◆ Stored items:
>>

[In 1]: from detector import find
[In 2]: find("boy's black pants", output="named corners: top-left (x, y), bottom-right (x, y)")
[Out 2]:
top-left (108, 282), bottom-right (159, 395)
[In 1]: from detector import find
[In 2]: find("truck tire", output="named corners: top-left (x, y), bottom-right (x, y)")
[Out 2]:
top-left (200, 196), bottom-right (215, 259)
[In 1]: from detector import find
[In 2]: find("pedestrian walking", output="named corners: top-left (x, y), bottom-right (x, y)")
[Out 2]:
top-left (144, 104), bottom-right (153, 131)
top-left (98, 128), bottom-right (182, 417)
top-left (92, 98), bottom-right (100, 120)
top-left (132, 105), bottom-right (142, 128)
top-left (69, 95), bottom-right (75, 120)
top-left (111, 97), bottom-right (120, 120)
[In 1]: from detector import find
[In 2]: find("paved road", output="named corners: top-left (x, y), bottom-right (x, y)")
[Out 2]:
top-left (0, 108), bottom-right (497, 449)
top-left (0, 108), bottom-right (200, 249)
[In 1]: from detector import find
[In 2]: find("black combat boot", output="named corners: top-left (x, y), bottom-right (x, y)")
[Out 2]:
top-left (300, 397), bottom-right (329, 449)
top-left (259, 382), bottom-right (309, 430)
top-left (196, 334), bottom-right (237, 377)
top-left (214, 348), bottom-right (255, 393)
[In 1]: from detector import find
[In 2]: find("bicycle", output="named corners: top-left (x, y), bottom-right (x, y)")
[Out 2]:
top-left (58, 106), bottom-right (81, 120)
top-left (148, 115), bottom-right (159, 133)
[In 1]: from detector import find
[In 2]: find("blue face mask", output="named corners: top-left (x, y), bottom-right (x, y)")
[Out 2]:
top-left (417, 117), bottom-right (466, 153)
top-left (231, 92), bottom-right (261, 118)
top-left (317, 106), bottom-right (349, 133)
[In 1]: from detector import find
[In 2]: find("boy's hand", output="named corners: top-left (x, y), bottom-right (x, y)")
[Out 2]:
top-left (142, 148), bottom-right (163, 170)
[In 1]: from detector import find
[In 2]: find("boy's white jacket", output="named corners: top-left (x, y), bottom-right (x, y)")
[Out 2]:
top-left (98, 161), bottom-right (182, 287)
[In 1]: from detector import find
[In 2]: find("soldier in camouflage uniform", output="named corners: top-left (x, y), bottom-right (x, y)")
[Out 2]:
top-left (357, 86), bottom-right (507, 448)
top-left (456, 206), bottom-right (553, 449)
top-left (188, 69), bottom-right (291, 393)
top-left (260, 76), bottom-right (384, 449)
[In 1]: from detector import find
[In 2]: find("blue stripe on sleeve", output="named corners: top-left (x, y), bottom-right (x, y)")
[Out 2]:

<<

◆ DO THIS: Rewrite the material from its first line through the line containing "top-left (108, 282), bottom-right (159, 395)", requests included, multiplying every corner coordinate in the answers by 1.45 and rounding to the nearest whole number, with halves rounded up.

◆ REPLY:
[In 1]: from detector import find
[In 2]: find("boy's black pants", output="named corners: top-left (x, y), bottom-right (x, y)")
[Out 2]:
top-left (157, 409), bottom-right (231, 573)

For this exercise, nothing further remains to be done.